**HOW TO COMPLETE THIS TASK**
Collect each line of the entries that holds the string "suit".

**PROVIDED MATERIAL**
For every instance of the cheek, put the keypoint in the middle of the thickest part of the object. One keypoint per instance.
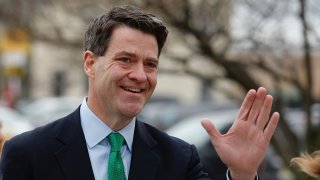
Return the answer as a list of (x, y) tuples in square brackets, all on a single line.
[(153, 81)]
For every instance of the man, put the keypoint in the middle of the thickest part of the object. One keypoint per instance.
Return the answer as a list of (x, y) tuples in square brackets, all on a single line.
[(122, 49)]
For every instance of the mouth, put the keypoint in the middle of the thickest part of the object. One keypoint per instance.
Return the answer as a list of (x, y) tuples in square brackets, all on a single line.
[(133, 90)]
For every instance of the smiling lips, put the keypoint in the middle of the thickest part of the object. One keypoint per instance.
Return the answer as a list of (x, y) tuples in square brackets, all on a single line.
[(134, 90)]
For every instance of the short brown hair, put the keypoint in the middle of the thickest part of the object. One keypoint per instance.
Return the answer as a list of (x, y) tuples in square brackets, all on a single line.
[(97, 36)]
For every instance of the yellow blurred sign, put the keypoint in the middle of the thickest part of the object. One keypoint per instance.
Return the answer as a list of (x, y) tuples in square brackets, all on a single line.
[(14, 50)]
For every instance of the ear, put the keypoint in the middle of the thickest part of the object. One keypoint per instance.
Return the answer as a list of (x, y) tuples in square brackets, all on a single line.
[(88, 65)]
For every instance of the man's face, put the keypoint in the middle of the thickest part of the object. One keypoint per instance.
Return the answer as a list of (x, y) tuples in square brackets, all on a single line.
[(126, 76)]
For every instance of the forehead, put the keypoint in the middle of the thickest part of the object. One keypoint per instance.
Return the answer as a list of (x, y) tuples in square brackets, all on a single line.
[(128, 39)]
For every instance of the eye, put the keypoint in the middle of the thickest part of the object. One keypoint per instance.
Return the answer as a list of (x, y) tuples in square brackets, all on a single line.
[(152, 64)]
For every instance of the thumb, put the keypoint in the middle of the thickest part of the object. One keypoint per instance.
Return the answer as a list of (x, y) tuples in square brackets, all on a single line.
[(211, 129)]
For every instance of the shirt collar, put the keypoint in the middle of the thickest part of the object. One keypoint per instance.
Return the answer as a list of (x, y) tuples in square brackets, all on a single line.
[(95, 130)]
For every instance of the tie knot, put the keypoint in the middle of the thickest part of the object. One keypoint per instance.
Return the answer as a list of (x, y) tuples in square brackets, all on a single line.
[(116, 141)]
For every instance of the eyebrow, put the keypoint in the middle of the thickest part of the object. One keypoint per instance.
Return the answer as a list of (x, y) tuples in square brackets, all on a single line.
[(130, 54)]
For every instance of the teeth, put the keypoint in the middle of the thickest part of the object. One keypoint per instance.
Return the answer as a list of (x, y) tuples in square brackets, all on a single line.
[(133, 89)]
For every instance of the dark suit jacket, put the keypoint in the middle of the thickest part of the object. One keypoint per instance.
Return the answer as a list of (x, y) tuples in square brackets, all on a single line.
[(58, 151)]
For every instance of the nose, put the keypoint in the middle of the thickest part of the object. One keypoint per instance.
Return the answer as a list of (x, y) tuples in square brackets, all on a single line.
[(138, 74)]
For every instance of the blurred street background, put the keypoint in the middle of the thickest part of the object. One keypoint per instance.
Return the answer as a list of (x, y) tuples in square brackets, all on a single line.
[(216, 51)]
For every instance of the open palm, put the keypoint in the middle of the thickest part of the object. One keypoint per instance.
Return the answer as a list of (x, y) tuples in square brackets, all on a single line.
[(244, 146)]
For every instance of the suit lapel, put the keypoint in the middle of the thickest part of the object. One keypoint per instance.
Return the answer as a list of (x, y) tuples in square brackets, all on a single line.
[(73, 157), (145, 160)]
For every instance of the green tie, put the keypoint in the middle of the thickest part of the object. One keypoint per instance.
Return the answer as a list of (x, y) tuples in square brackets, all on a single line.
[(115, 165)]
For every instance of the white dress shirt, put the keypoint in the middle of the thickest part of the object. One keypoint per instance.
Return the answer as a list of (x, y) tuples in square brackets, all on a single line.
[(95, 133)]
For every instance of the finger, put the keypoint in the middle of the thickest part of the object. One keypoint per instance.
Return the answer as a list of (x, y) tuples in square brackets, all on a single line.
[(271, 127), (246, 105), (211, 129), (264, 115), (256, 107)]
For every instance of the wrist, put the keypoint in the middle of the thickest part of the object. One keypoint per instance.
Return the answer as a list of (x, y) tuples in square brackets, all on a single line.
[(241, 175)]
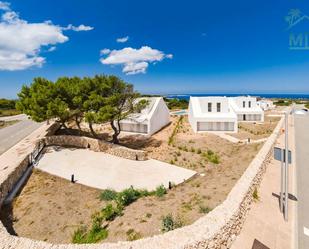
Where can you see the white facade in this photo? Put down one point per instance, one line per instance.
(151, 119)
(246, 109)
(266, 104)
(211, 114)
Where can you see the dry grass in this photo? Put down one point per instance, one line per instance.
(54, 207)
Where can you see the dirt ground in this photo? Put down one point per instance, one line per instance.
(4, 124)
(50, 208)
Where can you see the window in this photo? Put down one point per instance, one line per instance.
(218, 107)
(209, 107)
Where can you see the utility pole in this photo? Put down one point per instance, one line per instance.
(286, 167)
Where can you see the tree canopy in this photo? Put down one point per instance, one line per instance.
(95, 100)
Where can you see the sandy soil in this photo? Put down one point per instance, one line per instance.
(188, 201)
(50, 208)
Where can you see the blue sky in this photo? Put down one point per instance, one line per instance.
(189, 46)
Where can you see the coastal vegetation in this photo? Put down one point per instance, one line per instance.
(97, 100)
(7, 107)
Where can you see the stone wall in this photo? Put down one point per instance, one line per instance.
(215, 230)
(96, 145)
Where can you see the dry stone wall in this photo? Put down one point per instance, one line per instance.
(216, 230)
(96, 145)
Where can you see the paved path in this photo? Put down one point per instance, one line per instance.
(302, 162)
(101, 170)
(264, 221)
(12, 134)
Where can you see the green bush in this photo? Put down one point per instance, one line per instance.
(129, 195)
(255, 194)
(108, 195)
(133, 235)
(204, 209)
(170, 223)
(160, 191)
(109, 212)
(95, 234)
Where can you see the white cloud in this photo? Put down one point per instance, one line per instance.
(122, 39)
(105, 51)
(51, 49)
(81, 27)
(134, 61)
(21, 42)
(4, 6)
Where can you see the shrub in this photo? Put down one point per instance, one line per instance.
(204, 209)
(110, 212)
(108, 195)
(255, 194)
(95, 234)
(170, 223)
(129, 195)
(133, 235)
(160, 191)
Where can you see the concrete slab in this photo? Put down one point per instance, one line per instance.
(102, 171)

**RESULT OF THIS EXERCISE**
For every instance of the dark suit jacket, put the keypoint in the middle of the thickest part of the object. One keypoint per instance.
For every instance of the suit lapel, put the keypoint in the middle of the thickest part of the object. One keypoint per instance.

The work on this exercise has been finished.